After finding the line containing "Query: thumb" below, please output that line and each following one through the line containing "Check that every instance of the grass", exactly as written.
◆ ◆ ◆ ◆ ◆ ◆ ◆
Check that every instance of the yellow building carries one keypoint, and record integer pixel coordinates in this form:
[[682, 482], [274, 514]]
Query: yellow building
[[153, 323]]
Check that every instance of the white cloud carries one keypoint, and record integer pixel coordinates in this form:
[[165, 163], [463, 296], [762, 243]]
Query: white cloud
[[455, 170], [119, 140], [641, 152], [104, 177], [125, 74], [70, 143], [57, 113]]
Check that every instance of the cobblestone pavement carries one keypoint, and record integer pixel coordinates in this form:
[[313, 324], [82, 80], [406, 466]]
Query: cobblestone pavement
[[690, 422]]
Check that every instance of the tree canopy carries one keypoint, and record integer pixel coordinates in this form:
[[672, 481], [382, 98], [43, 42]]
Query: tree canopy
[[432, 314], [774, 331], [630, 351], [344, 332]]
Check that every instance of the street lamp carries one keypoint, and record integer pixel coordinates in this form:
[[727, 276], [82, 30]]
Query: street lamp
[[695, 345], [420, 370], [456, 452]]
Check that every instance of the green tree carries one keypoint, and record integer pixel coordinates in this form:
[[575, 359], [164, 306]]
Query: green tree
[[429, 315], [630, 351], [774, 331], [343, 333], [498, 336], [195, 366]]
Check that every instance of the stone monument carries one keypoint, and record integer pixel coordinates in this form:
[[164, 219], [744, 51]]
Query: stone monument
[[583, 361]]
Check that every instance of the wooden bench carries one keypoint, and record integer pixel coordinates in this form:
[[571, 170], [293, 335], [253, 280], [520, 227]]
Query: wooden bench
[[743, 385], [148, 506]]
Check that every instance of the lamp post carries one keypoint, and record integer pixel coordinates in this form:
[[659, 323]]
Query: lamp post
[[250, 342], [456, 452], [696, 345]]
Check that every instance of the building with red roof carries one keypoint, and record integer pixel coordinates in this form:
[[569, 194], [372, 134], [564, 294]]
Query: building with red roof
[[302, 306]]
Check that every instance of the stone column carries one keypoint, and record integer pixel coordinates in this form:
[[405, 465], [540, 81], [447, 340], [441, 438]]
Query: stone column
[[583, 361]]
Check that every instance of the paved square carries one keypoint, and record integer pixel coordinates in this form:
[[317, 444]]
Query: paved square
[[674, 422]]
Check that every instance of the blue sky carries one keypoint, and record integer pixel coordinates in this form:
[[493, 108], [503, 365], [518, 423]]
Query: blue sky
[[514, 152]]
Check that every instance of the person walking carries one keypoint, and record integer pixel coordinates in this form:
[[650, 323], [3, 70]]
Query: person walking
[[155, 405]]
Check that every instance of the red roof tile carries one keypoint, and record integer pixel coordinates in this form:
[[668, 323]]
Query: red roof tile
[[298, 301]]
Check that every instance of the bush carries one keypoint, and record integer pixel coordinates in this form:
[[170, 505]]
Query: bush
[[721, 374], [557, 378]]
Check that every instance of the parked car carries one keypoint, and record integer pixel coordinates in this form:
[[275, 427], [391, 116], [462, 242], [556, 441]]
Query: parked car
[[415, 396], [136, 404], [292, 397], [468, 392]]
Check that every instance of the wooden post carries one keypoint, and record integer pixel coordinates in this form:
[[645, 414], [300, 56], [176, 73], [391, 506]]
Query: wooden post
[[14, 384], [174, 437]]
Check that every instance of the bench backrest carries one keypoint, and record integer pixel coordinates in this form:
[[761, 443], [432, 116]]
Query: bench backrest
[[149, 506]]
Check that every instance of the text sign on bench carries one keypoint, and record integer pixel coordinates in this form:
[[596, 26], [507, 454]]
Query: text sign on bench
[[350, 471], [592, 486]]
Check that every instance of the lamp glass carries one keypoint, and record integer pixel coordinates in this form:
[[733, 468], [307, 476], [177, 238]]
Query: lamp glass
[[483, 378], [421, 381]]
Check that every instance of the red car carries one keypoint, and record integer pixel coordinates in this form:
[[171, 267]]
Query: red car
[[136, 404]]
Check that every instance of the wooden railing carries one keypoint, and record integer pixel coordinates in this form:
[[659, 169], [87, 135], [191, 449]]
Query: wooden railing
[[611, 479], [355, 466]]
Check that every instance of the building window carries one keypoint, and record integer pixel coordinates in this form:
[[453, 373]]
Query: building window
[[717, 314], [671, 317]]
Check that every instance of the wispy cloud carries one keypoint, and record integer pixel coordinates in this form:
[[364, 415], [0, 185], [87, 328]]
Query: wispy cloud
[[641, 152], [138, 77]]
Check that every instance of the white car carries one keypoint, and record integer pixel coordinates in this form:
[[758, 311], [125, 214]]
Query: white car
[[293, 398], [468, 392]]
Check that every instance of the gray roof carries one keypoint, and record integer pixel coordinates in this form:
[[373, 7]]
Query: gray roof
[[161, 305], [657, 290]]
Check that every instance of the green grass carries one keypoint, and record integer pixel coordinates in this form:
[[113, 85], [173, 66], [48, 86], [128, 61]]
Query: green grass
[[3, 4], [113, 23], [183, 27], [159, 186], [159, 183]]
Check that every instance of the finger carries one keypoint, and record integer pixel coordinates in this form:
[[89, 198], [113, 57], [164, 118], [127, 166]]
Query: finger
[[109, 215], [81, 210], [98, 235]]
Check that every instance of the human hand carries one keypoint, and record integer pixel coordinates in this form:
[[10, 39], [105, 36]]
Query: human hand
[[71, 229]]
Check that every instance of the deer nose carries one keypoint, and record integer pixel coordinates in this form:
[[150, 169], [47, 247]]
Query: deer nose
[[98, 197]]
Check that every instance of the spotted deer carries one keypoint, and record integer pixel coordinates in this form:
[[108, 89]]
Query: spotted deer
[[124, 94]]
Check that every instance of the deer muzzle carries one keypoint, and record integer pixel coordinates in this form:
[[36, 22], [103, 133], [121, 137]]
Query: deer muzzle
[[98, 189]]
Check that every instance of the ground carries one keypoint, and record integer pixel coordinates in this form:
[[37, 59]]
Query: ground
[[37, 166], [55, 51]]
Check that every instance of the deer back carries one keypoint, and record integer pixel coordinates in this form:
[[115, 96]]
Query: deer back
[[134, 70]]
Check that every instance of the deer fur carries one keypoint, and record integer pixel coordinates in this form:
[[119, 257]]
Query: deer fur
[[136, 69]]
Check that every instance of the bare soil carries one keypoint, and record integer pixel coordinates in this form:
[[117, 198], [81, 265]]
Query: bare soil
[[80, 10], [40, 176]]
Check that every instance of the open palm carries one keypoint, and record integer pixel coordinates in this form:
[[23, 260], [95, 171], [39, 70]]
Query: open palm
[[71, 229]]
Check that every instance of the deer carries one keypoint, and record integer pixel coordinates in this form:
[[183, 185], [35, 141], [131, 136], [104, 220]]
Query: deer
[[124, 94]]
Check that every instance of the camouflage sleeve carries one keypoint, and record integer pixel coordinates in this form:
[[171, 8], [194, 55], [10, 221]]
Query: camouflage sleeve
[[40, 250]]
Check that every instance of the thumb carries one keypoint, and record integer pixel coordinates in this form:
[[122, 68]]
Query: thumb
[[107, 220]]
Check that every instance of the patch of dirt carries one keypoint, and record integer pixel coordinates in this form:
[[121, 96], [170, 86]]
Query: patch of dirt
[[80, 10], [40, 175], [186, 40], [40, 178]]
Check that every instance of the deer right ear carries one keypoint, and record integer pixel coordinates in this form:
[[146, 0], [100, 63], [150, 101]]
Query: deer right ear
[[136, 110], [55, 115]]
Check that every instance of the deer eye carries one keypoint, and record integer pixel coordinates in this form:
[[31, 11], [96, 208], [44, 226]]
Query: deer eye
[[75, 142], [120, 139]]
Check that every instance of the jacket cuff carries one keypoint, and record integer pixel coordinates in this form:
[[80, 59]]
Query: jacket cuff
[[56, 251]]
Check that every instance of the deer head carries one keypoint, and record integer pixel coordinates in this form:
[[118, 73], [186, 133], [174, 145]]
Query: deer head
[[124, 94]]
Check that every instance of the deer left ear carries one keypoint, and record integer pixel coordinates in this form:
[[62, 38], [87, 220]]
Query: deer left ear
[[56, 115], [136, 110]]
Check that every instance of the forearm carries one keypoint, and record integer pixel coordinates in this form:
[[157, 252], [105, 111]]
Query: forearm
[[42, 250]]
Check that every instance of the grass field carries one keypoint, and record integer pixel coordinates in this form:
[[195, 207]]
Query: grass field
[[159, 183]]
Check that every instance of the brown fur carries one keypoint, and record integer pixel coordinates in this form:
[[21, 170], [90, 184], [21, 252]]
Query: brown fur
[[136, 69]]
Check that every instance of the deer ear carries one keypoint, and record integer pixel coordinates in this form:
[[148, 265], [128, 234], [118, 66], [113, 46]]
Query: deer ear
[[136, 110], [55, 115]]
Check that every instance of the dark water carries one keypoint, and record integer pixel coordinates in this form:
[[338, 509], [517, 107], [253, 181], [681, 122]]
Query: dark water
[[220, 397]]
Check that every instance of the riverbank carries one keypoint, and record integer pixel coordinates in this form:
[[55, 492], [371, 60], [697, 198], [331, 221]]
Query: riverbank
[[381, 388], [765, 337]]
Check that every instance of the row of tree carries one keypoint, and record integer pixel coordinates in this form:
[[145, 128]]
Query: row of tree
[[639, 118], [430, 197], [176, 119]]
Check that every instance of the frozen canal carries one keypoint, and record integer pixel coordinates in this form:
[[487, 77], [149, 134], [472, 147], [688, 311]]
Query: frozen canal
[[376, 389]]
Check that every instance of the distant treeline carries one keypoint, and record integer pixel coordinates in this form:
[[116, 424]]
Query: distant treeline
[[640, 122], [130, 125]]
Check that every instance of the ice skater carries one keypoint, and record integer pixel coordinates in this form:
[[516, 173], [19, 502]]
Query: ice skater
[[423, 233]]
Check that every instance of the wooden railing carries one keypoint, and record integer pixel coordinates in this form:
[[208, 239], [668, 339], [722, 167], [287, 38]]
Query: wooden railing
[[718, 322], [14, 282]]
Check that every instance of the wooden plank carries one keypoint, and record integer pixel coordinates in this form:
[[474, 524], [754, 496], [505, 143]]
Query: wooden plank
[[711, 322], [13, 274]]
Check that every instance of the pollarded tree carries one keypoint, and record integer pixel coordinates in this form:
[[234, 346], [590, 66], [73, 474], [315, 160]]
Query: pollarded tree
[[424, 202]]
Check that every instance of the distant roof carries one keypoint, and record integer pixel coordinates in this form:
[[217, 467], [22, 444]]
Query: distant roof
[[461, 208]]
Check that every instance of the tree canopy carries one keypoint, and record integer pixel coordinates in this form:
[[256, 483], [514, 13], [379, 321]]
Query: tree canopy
◆ ◆ ◆ ◆ ◆ ◆ ◆
» RESPONSE TO THIS TASK:
Query: thumb
[[107, 220]]
Check that every instance of the patch of dirt carries one keypoint, and record integer pixel coordinates in this form:
[[121, 96], [170, 86]]
Query: patch of dirt
[[80, 10], [40, 175], [186, 40], [40, 178]]
Check that every instance of the deer right ear carries one keypoint, and record integer pixel coordinates in this form:
[[146, 0], [100, 63], [150, 101]]
Query: deer right ear
[[136, 110], [55, 115]]
Check that every instance of the deer eye carries one keypoint, and record integer pixel coordinates in this form:
[[31, 11], [96, 208], [44, 226]]
Query: deer eye
[[75, 142], [120, 139]]
Check that every instance of the jacket cuff carries one keypoint, and record integer pixel coordinates in this form:
[[80, 59]]
Query: jacket cuff
[[56, 251]]
Check that every instance of the deer head carries one keypoint, and record integer pixel coordinates in this form:
[[118, 73], [186, 133], [174, 145]]
Query: deer head
[[124, 94]]
Check that every instance of the deer left ear carries one keypoint, and record integer pixel coordinates in this form:
[[62, 38], [87, 220]]
Query: deer left ear
[[56, 115], [136, 110]]
Check that every instance of the forearm carries one keypoint, and record integer pixel coordinates in this form:
[[157, 252], [105, 111]]
Query: forearm
[[42, 250]]
Check that every instance of the grass field carries one keypoint, and record integer pixel coordinates in this form:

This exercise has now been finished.